• **What you will do**
Excluding images, repeat the data exactly as given.

• **Records to process**
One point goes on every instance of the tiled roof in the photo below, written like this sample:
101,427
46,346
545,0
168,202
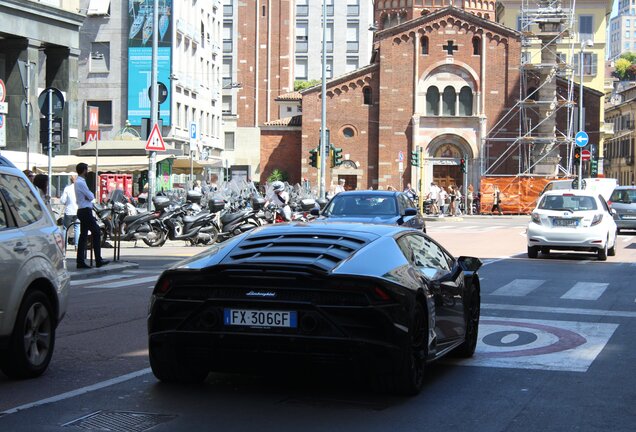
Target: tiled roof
292,96
287,121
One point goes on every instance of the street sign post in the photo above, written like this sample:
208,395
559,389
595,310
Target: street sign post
585,155
581,139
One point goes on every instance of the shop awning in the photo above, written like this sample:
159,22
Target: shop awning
65,165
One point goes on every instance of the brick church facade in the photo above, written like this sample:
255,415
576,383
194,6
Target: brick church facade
440,79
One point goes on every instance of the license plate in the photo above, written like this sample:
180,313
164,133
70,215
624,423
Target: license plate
565,222
259,318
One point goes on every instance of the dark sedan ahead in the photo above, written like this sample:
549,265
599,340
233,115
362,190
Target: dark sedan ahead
383,299
379,207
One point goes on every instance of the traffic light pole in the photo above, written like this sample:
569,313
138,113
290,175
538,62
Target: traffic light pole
50,146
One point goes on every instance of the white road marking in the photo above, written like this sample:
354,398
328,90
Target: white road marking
559,310
77,392
127,282
518,287
585,291
118,276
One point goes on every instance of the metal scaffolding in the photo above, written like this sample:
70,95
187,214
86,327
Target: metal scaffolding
529,139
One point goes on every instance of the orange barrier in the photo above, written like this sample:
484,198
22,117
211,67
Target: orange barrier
518,194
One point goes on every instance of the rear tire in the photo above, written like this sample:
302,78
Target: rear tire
408,376
33,339
472,313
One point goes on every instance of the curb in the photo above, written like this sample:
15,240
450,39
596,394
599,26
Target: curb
112,267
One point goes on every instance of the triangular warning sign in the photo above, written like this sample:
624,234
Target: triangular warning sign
155,140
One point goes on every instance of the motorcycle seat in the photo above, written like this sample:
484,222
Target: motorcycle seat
195,218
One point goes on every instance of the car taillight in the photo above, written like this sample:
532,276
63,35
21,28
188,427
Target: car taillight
597,219
163,287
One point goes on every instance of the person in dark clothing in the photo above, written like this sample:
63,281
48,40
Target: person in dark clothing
87,221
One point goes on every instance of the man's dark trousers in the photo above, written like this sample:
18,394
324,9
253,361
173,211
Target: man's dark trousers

• **Output**
One point goes on every instance of the tiled roof in the photo below, written like this sample:
101,427
46,346
545,0
168,202
Target: tiled roof
292,96
287,121
One point goes on every instance of the street sign post in the photo above, written like this sample:
208,395
559,389
595,310
Target: street sign post
585,155
581,139
One point goes on every instance of the shop awning in the photo above, written like this sample:
159,22
Target: shop awning
65,165
One point goes on every instance of the brick church facade in the photo above, written like this sample:
255,415
576,383
194,6
Target: brick church facade
440,79
One point goes on every instance of the license plate in the photo above, written like this sample:
180,313
164,133
70,215
624,423
Target: license plate
565,222
259,318
One point goes on every instance of the dark sedan ahead in the photo above, written like this sample:
549,265
599,340
233,115
362,190
Target: dark sedan ahead
383,299
379,207
One point goes on every instance of the traffic light pole in the photo above, written like this sample:
569,313
138,113
290,175
538,62
Target: traffic light pole
50,146
One point goes on every instance of the white road marking in the photo above, written like this sample:
354,398
328,90
Target: white road marking
559,310
77,392
127,282
518,287
585,291
118,276
One point goes on every instance of the metal scaffolding in the photo above, written like this sample:
70,95
187,214
86,327
Target: metal scaffolding
529,139
One point goes on every instance of the orange barrier in the photo above, written like this sample:
484,198
22,117
211,67
Target: orange barrier
518,194
One point goes on every instance of the rear tire in the photo above, written like this sample:
302,78
Target: rear tire
408,376
33,339
472,313
One point goes on every instance of the curb in the photo above, written like this sample:
15,240
450,39
596,394
599,26
Target: curb
112,267
One point goes on every instance of the triangular warning sign in the photo above, written like this sample:
624,234
Target: triangular warning sign
155,140
One point goes on every instance of the motorcycle seat in the photo above, written like this sample:
484,222
Target: motorcycle seat
195,218
One point goes on every instance of the car taillight in the photo above, written like this sample:
532,276
63,35
21,28
188,427
Target: car taillight
597,219
163,287
One point goes on every instance of the person in dark clothing in the photo above, written like this sample:
63,281
48,40
Target: person in dark clothing
87,221
One point goes on every instance of the man's dark trousers in the photo above, written like this sample:
18,394
324,9
253,361
173,211
Target: man's dark trousers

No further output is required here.